### [Task details]
Show each line of the records below that contains the word "potato", copied unchanged. Matching is case-sensitive.

[Object position labeling entries]

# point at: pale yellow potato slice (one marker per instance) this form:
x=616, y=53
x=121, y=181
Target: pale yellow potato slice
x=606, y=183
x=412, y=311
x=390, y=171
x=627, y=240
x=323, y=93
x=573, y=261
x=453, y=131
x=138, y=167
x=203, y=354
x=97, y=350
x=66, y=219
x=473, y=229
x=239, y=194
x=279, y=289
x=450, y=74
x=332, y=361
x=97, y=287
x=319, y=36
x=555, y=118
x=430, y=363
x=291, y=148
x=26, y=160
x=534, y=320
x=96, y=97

### [The response]
# point at: pale yellow potato slice (one marker per instance) this form:
Target: pale yellow potato slice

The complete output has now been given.